→ THE PROBLEM: Reproduce all of the entries below word for word, leaving out the pictures.
** Start DATA ROWS **
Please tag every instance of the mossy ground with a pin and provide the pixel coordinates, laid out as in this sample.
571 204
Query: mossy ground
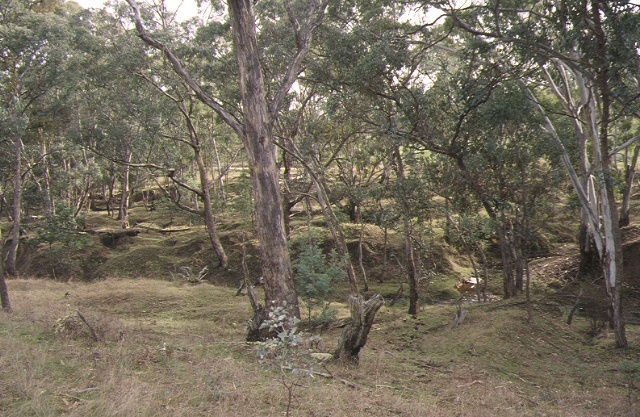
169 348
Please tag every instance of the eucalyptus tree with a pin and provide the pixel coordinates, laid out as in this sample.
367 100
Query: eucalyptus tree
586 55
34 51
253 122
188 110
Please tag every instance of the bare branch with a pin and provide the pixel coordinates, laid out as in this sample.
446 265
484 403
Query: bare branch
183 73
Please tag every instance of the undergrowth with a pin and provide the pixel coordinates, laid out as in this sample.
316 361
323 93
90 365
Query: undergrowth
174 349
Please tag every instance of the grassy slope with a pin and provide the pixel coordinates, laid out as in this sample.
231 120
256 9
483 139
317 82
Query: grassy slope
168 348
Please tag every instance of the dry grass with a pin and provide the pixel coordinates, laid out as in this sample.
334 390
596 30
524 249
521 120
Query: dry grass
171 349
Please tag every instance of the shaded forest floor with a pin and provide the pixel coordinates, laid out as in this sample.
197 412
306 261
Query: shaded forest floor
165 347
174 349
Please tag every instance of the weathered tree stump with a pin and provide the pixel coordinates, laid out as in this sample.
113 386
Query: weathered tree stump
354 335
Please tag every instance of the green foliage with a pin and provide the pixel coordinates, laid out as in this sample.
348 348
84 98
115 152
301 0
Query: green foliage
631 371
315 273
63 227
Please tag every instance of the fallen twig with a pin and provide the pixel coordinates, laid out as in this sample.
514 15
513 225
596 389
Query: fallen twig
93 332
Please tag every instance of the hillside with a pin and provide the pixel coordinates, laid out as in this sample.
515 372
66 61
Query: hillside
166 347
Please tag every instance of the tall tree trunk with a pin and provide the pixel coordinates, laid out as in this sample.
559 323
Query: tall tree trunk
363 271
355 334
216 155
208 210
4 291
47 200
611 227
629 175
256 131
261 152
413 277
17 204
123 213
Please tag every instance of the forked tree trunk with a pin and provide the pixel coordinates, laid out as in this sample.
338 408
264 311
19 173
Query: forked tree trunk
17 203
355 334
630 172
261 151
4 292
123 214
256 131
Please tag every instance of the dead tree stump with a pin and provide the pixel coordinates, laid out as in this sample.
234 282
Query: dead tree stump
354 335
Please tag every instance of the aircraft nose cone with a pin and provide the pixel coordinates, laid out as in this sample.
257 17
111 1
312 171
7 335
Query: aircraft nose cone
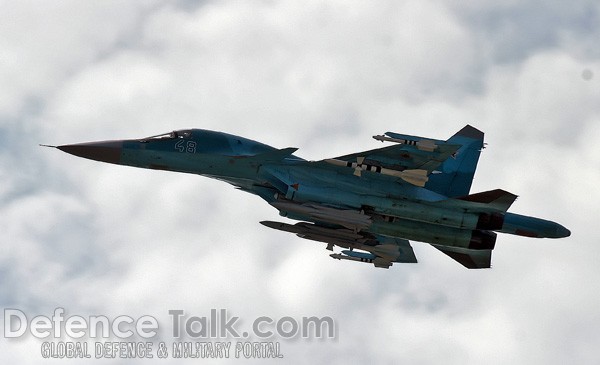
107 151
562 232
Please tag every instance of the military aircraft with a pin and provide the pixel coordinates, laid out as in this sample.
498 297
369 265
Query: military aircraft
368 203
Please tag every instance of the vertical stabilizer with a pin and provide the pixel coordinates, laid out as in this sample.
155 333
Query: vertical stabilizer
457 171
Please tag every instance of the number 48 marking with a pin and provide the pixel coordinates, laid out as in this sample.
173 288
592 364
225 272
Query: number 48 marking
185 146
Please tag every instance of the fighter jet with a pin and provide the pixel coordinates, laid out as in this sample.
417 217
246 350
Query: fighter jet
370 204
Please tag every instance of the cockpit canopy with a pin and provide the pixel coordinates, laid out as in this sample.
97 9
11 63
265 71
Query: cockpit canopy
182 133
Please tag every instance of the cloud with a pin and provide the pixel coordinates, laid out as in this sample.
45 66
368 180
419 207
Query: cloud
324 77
** End DATA ROWS **
→ RESPONSE TO THE TASK:
Please tag every instance of the mossy ground with a pin and provide the pixel coordinates, laid out as in this sample.
571 204
Query: mossy ground
169 348
Please tag every instance of the eucalyptus tree with a pin and provide the pixel coordinates, laid out as in this sample.
367 100
Query: eucalyptus tree
586 55
34 51
253 122
188 110
Please tag every instance of the bare branch with a pin and provide the pixel coordinates, laid out as in this sample.
446 265
484 403
Query: bare branch
183 73
Please tag every instance of the undergrowth with a pin and provide the pixel coordinates, laid out as in this sample.
316 361
323 93
90 365
Query: undergrowth
174 349
Please tag every instance of the grassy slope with a pin and provide the pixel coordinates, laid out as in this sample.
231 120
256 9
483 139
317 82
Query: grassy slope
168 348
Please tag every instance of the dry grass with a pin and provide the pixel coordinates, laid out as in this sample.
334 390
596 30
524 249
521 120
Query: dry grass
171 349
Please tag every instance of the shaded forest floor with a pin and provide the pixel coordinates, laid out as in this sample.
197 412
306 261
Query: shaded forest floor
165 347
174 349
Please tag every instance of the weathered tree stump with a pin and provide the pixel coordinates, laid out as in this sample.
113 386
Query: weathered tree stump
354 335
Please tag every instance of the green foliage with a pin and provide the pixel coordinates, laid out as in this sample.
348 348
84 98
115 152
301 0
Query: green foliage
631 371
315 273
63 227
Please tag every instance of the fallen twig with a pin and provide the pixel coordinates, laid out as in this sample.
514 15
513 225
596 389
Query: fallen twig
93 332
Please tag every instance of the hillside with a pin and provide the pixel coordinates, laid out as in this sample.
515 372
66 61
Query: hillside
166 347
Please tag every instance of the tall tree trunk with a pin and provide the pixel coordinates, laid out as in this sample.
559 323
Query: tall tree trunk
363 271
355 334
216 155
208 210
4 291
47 200
611 227
629 175
256 131
261 152
413 277
17 204
123 213
Please tag every instance of the forked tree trunk with a pin and provide the pixel coordinates, laid out as in this sample.
338 408
264 311
19 173
Query: forked tree trunk
17 203
355 334
630 172
261 151
4 292
123 214
256 131
Please tag every instance of the dead tree stump with a pin and provide the pixel coordinates, laid out as in this sample.
234 282
Query: dead tree stump
354 335
Please tag every instance of the aircraft nose cone with a pin and provide the pixel coordinates, laid out as in this sample.
257 17
111 1
312 171
7 335
Query: aircraft nose cone
107 151
562 232
Please tag every instance of the military aircraft with a pin and provide the pixel coordinates, laid out as in this sample.
498 297
369 265
Query: military aircraft
368 203
Please tag every instance of the vertical stabilizer with a pin and provide the pixel coordinates, laid out as in this sample.
155 333
Query: vertical stabilizer
457 171
Please tag every instance of the number 48 marking with a pin and provide the pixel coordinates, laid out as in this sample.
173 288
592 364
225 272
Query: number 48 marking
185 146
Please tag every instance of the fighter jet with a pin and provide the pixel coordinates, laid out as in this sample.
417 217
246 350
Query: fighter jet
370 204
Please tag every instance of the cockpit canopy with a pin and provide the pixel coordinates, laid out as in this sample.
97 9
11 63
265 71
Query: cockpit canopy
182 133
Please tag every instance of the cloud with a pin and provide the pixel coordinates, laid out as in this sample.
45 66
368 180
419 207
Query: cloud
324 77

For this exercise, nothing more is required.